Passage for review:
Appian FY20 highlights growing appetite for low code

Appian logoAs we noted yesterday, Appian’s financial results were expected to shine a light on demand for low code development and with 19% revenue growth to $81.6m in Q4 (to 31 December 2020) and 17% growth over the full year to $304.6m, that’s exactly what they did. The low code sector is still at a relatively early stage of maturity but demand is ramping up (as are competitors) and both COVID-19 fallout and organisations’ need for agility have provided further boosts. 

As one of the low code platform leaders, Appian is well placed with a focus on enterprise customers, tackling complex use cases and seeking large contracts. Overall performance was strong but EMEA was pulled out as performing particularly well, having doubled the number of new logos in Q4 (including a top 5 UK bank who took 1m licences), and securing twice as many seven digit deals in FY20 compared to the prior year. Much of the success in EMEA was attributed to the partner network which delivered 70% of the new logos. Evidently, many were won because of pre-built partner-developed solutions created on the Appian platform. What is also reassuring from a partner perspective, is that Appian is managing down its Professional Services business (down 3% yoy to $105.9m during FY20) as it focusses on the partner network. This is a sign of increased maturity and market awareness. 

During Q4 total subscriptions increased 33% to $56.1, of which cloud subscriptions were up 40% to $36.9m. For the full year, total subscriptions rose 31% to $198.7m with cloud subscriptions of $129.2m, a 36% increase. Appian is still generating net losses but they are moving in the right direction, with the Q4 net loss reduced from $10.8m to $6.4m. The same pattern was evident across the year with the loss reducing from $50.7m to $33.5m.

Records:
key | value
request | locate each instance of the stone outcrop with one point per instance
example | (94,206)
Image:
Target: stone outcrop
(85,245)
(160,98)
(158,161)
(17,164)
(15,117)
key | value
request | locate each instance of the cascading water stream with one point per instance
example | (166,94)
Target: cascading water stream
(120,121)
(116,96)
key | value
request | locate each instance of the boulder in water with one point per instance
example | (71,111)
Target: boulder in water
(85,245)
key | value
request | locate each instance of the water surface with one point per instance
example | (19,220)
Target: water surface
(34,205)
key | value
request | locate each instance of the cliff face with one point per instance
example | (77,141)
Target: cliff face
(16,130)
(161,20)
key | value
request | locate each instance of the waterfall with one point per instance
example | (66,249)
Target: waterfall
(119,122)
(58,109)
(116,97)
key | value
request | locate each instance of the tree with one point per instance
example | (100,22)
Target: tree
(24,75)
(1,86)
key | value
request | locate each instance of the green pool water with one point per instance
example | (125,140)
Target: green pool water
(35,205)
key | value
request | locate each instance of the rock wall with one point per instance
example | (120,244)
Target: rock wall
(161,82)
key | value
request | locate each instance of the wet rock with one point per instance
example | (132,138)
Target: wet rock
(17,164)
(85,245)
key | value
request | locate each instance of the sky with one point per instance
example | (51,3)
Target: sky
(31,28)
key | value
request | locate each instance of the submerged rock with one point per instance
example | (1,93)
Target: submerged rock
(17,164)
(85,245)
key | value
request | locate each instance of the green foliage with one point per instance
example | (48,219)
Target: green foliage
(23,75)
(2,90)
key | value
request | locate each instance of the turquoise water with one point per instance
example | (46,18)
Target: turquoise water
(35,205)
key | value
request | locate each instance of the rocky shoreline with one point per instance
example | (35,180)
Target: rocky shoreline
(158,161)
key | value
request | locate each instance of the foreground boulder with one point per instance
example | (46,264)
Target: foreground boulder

Exercise aim: Repeat word for word the section of the Appian results article that opens with the words containing "Appian logoAs we" and closes with "provided further boosts.".

Answer to this exercise:
Appian logoAs we noted yesterday, Appian’s financial results were expected to shine a light on demand for low code development and with 19% revenue growth to $81.6m in Q4 (to 31 December 2020) and 17% growth over the full year to $304.6m, that’s exactly what they did. The low code sector is still at a relatively early stage of maturity but demand is ramping up (as are competitors) and both COVID-19 fallout and organisations’ need for agility have provided further boosts.